* [The data]:
# # # #

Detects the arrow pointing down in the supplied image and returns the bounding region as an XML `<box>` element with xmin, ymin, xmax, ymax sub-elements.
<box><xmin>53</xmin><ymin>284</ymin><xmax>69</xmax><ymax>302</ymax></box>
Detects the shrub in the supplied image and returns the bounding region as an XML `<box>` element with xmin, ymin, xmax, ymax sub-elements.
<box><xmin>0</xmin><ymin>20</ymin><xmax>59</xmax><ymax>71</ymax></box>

# # # #

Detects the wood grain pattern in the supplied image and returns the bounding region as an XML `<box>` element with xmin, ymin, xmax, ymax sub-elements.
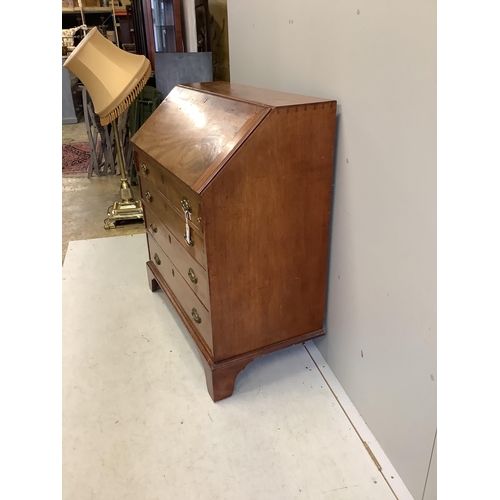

# # # #

* [Objective]:
Please pull out every line of the records above that contains the string "image", matching case exactly.

* [Answer to this exercise]:
Detects the arrow pointing down in the supplied image and returns the bounding region as an XML `<box>` element with xmin, ymin, xmax, ymax sub-elements.
Detects the shrub in the supplied image and returns the bounding region as an XML `<box>` element with xmin, ymin, xmax, ymax sub-elements.
Detects the wood grain pattern in the supplied image and returns the bounding region as an XML `<box>` element with xmin, ymin, xmax, ymax sub-elements.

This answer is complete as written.